++++ Supplied passage

Today’s edition of “Fish, Meet Barrel” is provoked by an incredibly silly article in Slate (shocking, I know).

Alec MacGillis is full of sad:

It’s a quadrennial complaint, but I’m going to make it anyway, and make it earlier than it’s been made before, because the problem has somehow managed to get even worse: It is simply insane how much we’ve pushed up our presidential campaigns.

Okay, first of all, you’re way behind the curve here, friend. People have already been complaining about the early start to the campaign for years.  Getting in on the game now is like writing a bold post in 2015 on the subject: “it’s finally time for someone to say it: people sure are into kale these days!”

The 2016 campaign started in the spring of 2008, when Obama locked up the Democratic nomination and Hillary had to start thinking about her next shot. And it’s been going on since then.  It was going on in 2012, as various Republicans watched the Romney campaign and started making adjustments in their own policies and personas. It was certainly going on all last year. And now, in 2015, it’s been going on long enough that candidates have already had time to run, fail, and drop out.

++++++++
++++ Collected data

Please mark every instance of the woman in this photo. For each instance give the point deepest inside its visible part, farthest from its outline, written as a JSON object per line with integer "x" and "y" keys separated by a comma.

++++++++

— Problems and tasks —
(A) Transcribe the part of the post on early presidential campaigns between "Today’s edition of" and "our presidential campaigns.", inclusive.
(B) In the post on early presidential campaigns, when did the 2016 campaign start?
(C) List every person named in the post on early presidential campaigns.

— Answers given —
(A)
Today’s edition of “Fish, Meet Barrel” is provoked by an incredibly silly article in Slate (shocking, I know).

Alec MacGillis is full of sad:

It’s a quadrennial complaint, but I’m going to make it anyway, and make it earlier than it’s been made before, because the problem has somehow managed to get even worse: It is simply insane how much we’ve pushed up our presidential campaigns.

(B) It started in the spring of 2008, when Obama locked up the Democratic nomination and Hillary had to start thinking about her next shot.

(C) Alec MacGillis, Obama, Hillary, Romney